**Work instructions**: Gather every line of the records below that contains the word "frame", and list each such line in full.

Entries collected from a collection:
----

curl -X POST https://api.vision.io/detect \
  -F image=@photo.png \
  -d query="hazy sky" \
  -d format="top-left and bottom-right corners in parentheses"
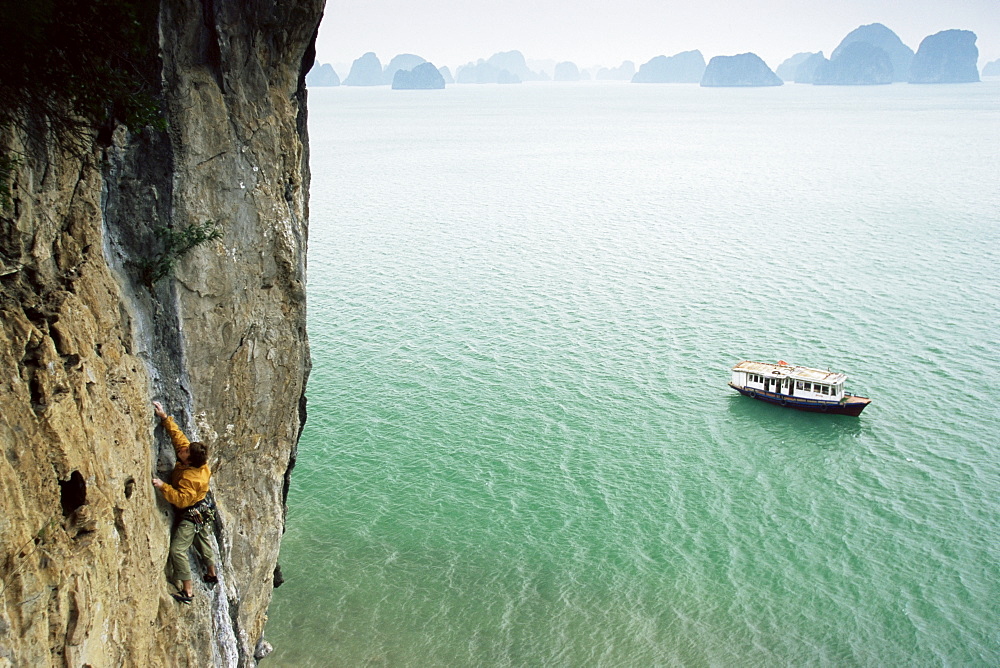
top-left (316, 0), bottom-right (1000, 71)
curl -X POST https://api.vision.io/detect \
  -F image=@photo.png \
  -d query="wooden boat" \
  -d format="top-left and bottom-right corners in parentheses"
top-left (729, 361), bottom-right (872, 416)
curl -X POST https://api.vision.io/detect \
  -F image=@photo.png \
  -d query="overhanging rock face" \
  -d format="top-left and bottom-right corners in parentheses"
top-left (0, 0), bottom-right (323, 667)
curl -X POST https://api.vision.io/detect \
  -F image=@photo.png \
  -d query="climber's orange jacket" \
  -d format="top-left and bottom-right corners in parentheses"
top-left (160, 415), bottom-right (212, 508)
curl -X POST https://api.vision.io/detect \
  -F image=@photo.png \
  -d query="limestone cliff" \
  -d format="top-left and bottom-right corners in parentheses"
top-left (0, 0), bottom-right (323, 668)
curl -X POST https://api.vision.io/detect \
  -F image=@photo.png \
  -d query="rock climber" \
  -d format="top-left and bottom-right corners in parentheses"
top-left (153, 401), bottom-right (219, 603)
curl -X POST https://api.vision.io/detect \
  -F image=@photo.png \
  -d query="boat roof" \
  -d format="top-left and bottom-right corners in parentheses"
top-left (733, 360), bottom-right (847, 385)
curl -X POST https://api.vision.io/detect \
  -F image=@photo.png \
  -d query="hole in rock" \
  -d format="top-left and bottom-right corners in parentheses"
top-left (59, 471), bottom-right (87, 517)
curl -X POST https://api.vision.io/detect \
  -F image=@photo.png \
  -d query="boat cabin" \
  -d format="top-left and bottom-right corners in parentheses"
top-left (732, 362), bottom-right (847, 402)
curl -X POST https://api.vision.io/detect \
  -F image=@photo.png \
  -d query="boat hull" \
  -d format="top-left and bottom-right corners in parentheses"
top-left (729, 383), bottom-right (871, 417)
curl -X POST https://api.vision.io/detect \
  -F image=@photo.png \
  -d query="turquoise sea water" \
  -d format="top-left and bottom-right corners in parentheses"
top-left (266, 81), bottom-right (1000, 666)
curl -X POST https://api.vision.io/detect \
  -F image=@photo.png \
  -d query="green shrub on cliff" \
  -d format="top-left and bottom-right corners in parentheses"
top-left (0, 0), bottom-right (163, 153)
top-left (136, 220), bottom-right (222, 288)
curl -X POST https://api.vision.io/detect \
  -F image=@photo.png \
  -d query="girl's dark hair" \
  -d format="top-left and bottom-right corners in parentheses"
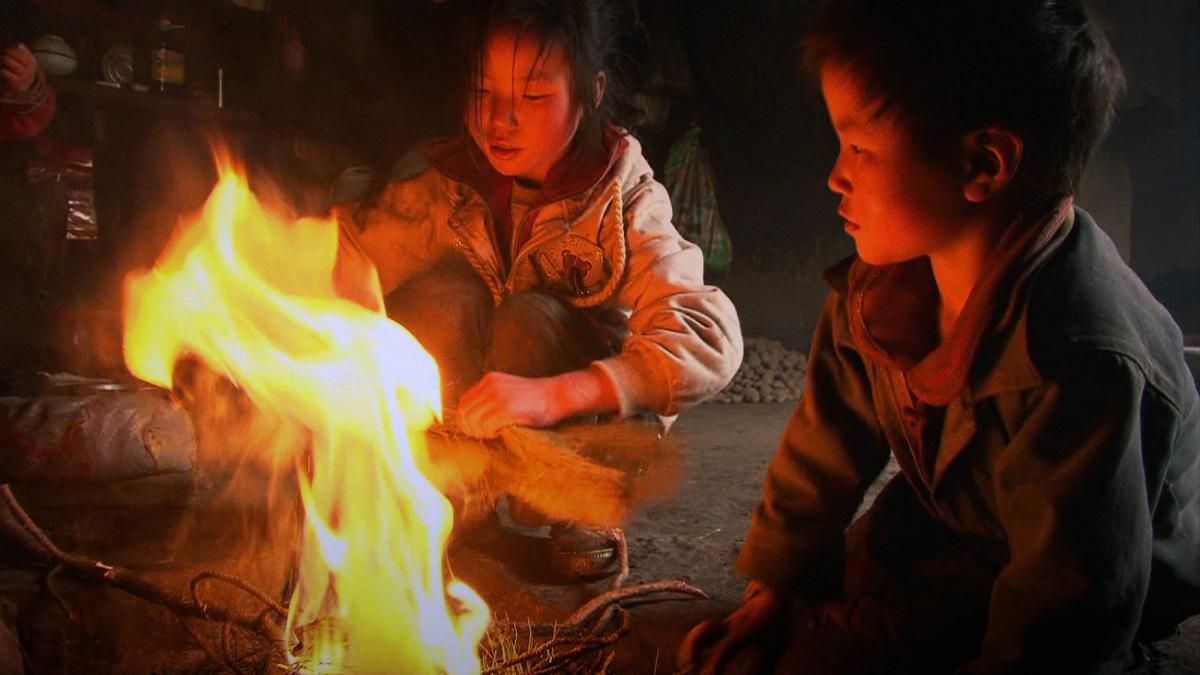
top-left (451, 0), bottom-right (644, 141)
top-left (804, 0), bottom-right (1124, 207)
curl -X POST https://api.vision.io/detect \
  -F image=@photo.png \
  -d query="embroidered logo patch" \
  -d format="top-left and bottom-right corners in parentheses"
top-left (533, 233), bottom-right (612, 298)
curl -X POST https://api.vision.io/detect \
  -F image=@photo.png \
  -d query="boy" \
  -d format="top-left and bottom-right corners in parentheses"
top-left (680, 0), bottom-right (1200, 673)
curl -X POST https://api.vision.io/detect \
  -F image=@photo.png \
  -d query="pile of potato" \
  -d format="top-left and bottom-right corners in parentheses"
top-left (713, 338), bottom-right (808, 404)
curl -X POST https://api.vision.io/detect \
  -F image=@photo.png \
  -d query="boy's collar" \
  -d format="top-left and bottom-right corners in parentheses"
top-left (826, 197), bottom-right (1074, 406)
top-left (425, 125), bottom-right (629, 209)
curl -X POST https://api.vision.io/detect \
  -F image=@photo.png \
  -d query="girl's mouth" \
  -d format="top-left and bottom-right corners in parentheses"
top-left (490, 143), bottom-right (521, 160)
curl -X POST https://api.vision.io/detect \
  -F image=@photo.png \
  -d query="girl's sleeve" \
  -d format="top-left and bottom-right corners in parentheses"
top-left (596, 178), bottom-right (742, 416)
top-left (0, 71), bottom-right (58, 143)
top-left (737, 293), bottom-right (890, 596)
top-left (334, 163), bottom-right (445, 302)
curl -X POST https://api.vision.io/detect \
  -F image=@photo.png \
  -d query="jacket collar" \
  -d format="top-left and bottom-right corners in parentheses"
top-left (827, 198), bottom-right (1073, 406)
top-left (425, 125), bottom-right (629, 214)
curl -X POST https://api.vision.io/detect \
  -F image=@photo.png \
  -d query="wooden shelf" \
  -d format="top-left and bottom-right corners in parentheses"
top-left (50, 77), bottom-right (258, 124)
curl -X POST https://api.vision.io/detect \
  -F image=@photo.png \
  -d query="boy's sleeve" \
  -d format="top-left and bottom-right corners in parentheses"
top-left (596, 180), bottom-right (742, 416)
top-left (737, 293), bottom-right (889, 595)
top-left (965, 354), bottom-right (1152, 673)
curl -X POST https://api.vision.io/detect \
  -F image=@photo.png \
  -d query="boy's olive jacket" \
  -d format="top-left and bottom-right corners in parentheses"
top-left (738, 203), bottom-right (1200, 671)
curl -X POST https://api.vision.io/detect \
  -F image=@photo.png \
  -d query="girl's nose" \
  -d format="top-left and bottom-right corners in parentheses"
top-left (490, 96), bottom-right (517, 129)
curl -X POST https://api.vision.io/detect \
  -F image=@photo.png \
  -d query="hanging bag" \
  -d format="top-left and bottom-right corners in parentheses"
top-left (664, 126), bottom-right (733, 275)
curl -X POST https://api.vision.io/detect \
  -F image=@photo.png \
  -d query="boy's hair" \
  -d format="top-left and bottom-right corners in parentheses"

----

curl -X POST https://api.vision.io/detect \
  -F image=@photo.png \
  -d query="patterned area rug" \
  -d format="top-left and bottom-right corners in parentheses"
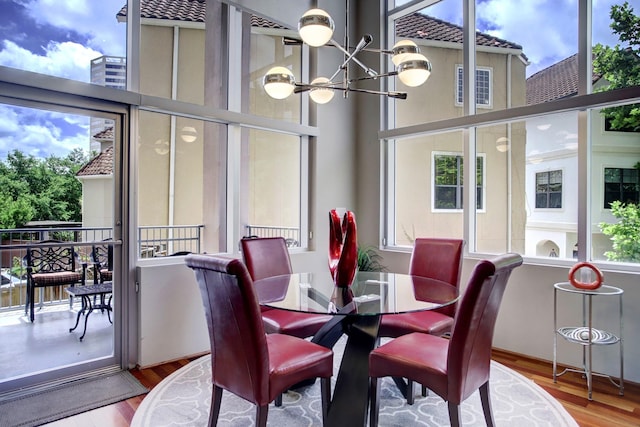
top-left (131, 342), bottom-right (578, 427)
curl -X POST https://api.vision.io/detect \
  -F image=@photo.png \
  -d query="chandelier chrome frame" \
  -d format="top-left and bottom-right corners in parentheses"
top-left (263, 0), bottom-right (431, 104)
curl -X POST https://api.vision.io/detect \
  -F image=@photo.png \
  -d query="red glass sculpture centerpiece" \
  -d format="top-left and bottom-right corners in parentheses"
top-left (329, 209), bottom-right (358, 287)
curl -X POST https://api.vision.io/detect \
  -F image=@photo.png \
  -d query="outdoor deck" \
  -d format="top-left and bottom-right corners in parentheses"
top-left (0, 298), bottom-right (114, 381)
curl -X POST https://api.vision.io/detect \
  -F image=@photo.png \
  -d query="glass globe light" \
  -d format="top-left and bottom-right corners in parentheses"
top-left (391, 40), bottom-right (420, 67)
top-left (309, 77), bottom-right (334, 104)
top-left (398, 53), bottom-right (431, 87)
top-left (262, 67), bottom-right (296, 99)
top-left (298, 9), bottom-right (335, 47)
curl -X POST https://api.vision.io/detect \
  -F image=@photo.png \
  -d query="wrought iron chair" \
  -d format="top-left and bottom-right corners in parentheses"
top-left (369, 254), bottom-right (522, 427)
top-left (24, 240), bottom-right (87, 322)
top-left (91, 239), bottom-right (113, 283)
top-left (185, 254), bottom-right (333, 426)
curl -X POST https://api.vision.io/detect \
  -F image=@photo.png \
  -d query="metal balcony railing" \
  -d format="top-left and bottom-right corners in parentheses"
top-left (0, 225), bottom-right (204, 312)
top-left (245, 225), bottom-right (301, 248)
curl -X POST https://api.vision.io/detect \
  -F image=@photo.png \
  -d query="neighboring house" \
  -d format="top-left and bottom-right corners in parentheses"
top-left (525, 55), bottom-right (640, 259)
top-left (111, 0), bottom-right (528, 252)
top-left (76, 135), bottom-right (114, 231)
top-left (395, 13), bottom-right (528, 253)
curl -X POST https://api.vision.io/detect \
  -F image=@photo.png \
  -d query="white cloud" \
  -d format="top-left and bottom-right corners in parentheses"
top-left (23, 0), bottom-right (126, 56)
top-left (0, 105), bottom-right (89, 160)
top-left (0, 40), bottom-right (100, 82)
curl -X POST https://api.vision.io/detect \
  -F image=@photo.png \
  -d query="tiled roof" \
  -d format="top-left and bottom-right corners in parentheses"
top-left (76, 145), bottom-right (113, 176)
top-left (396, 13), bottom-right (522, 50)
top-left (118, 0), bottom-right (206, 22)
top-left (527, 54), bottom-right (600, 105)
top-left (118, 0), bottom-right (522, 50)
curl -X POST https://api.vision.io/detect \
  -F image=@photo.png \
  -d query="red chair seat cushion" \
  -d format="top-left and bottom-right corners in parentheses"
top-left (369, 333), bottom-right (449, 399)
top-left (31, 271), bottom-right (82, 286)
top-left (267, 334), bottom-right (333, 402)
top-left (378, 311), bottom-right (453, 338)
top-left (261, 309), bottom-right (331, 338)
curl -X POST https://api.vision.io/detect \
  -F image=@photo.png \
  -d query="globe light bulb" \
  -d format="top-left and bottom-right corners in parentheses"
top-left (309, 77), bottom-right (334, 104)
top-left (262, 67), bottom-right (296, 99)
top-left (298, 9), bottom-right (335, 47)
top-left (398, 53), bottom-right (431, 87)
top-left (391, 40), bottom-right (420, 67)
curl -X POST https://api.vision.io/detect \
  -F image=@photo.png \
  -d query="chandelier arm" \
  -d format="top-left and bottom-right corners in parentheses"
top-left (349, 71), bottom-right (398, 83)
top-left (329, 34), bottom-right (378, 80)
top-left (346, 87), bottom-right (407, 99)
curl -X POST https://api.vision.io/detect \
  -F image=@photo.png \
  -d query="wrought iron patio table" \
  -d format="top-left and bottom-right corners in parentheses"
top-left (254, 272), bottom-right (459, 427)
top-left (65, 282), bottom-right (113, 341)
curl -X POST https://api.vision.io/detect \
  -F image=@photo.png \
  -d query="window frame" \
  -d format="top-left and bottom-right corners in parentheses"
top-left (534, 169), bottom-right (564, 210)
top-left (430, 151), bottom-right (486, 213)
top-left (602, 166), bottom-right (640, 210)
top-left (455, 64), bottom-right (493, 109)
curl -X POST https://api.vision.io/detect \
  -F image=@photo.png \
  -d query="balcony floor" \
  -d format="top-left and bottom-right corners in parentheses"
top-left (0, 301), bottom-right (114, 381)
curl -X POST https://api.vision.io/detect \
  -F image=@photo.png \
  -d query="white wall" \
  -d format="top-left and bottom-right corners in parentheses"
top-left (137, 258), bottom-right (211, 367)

----

**Correct answer**:
  -d query="chandelier chrome frame" \
  -d query="window frame" \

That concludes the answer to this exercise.